L'Iran dans la ligne de mire

D'après la dernière édition du magazine Atlantic Monthly, citée par World Net Daily, le Pentagone a récemment effectué des simulations d'une attaque américaine des installations nucléaires de l'Iran, avec des jeux de guerre qui comprenaient également une invasion terrestre. L'opération projetée serait ainsi articulée en trois phases : frappes aériennes sur les éléments de commandement de Téhéran, et notamment les bases des Gardes de la Révolution ; frappes aériennes sur les sites liés aux programmes nucléaires et missiliers iraniens, mais aussi biologiques et chimiques ; puis offensive terrestre visant à opérer un changement de régime.

Cette annonce ne doit pas être confondue avec une décision stratégique : des jeux de guerre impliquant des membres du Département de la Défense, du Département d'Etat et des services de renseignements sont pratiqués toute l'année aux Etats-Unis. Ils visent autant à vérifier des concepts d'opération qu'à entraîner les responsables probables de telles actions. De plus, les tentatives de la communauté internationale en vue de suspendre durablement le programme nucléaire iranien peuvent expliquer la publicité donnée à ces simulations. La pression exercée sur Téhéran implique nécessairement une forte dose de dissuasion.

Malgré cela, ce scénario rappelle un élément important : contrairement à une opinion assez répandue, les Forces armées américaines conservent une liberté d'action stratégique suffisante pour mener des offensives aéroterrestres de grande ampleur, en dépit de leur engagement majeur en Irak (150'000 hommes). Le Pentagone a parfaitement la possibilité de déployer les 4 à 6 porte-avions, les 500 à 800 avions de combat et d'appui, et les 75'000 à 120'000 hommes nécessaires pour abattre le régime des ayatollahs et mettre un terme à la révolution islamiste de 1979. Si l'Iran n'est pas l'Irak, aucune armée ne peut actuellement vaincre l'armada US.

++++

__Travail à faire__:
Recopiez, s'il vous plaît, le passage du texte sur l'Iran qui s'ouvre sur les mots « Cette annonce ne » et se clôt sur « dose de dissuasion. ». Les items qui suivent forment un matériau indépendant du texte sur l'Iran.

Entrées de données extraites
++++

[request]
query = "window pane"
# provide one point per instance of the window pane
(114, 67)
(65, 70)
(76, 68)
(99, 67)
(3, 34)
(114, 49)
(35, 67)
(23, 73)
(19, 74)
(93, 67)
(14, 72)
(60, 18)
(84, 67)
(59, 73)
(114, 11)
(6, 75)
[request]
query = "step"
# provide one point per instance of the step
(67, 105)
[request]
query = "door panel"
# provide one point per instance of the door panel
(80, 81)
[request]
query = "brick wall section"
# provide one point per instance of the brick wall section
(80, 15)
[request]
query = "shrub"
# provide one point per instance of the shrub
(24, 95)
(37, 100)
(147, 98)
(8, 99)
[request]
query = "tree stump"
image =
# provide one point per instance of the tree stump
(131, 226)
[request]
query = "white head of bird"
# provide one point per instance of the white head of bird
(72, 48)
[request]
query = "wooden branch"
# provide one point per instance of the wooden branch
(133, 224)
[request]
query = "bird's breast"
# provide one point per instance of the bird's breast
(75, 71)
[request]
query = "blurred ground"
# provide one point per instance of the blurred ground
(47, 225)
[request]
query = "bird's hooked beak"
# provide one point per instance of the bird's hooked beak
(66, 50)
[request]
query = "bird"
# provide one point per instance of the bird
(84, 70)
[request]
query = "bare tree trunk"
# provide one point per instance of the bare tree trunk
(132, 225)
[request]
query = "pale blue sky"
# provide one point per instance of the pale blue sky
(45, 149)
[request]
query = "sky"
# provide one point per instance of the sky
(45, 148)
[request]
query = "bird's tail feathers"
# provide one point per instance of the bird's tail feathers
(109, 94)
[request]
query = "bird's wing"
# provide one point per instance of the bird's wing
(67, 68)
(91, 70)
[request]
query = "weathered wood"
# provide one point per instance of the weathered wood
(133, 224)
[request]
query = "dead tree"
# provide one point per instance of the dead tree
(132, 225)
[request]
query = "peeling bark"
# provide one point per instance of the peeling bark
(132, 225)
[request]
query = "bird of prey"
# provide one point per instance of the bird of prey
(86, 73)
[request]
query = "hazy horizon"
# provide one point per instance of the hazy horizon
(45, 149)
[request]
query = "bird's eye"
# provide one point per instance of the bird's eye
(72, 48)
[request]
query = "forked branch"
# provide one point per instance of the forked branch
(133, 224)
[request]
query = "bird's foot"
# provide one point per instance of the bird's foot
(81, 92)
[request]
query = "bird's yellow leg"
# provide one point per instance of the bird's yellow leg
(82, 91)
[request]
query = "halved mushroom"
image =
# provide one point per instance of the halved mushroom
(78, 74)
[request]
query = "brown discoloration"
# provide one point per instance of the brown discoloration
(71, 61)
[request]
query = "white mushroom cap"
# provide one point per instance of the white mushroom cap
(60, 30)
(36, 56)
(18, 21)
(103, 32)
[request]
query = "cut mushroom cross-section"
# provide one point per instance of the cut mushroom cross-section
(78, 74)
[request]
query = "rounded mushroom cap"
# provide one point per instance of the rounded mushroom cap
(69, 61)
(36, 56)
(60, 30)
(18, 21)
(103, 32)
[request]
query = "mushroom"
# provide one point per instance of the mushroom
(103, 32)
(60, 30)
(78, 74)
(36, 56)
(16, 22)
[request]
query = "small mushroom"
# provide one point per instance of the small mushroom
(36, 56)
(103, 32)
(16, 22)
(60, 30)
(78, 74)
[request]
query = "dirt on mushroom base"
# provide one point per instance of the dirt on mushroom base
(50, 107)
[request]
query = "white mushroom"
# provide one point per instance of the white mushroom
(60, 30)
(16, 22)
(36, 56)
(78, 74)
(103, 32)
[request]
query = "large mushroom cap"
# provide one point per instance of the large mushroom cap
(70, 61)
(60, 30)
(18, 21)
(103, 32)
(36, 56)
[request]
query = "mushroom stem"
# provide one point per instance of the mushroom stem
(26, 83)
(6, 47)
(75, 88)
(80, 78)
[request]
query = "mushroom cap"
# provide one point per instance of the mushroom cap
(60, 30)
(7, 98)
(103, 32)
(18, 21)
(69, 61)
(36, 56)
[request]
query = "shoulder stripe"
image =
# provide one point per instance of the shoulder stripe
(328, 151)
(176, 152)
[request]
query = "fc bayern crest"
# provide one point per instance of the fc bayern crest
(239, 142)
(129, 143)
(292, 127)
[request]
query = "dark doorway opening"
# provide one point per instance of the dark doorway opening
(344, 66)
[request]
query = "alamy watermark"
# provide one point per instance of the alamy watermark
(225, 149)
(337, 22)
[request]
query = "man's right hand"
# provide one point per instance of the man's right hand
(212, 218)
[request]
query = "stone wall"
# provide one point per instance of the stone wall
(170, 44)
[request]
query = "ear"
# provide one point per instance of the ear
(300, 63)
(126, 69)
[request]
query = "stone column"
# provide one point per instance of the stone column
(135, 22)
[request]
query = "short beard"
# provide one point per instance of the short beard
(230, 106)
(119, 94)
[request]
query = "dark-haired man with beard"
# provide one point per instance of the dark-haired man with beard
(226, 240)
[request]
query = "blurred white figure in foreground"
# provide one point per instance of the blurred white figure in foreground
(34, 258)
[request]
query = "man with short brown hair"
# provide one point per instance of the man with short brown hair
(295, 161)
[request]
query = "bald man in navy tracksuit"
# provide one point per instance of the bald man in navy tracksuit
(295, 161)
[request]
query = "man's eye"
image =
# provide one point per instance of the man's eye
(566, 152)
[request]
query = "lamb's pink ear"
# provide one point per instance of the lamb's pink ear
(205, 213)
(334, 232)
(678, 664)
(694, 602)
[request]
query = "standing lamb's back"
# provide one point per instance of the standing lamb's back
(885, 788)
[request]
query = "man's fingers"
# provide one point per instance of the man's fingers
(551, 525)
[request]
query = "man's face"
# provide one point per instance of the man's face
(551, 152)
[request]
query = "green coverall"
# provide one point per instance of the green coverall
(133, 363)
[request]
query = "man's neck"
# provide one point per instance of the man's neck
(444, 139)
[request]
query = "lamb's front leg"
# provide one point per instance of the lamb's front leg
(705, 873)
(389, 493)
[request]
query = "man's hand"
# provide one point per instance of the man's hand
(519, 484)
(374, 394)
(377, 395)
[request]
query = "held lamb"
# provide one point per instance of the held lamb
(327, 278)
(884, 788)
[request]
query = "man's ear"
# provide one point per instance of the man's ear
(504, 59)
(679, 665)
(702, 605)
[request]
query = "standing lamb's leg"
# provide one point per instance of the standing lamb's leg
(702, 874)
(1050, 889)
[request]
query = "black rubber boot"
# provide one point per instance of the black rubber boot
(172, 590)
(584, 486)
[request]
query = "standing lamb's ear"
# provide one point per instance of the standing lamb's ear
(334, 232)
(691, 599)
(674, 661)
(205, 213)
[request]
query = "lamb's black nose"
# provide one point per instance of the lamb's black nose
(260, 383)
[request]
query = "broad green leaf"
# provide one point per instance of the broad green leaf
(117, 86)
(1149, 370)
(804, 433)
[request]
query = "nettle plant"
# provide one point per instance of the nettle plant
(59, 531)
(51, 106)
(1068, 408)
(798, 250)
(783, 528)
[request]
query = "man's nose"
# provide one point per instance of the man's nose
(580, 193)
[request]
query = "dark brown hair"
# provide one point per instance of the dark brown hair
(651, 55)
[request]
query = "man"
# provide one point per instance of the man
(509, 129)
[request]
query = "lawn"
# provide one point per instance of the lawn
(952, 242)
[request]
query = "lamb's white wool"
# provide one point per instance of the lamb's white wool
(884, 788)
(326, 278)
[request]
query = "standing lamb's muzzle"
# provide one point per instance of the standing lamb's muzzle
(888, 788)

++++

__Zone de réponse__:
Cette annonce ne doit pas être confondue avec une décision stratégique : des jeux de guerre impliquant des membres du Département de la Défense, du Département d'Etat et des services de renseignements sont pratiqués toute l'année aux Etats-Unis. Ils visent autant à vérifier des concepts d'opération qu'à entraîner les responsables probables de telles actions. De plus, les tentatives de la communauté internationale en vue de suspendre durablement le programme nucléaire iranien peuvent expliquer la publicité donnée à ces simulations. La pression exercée sur Téhéran implique nécessairement une forte dose de dissuasion.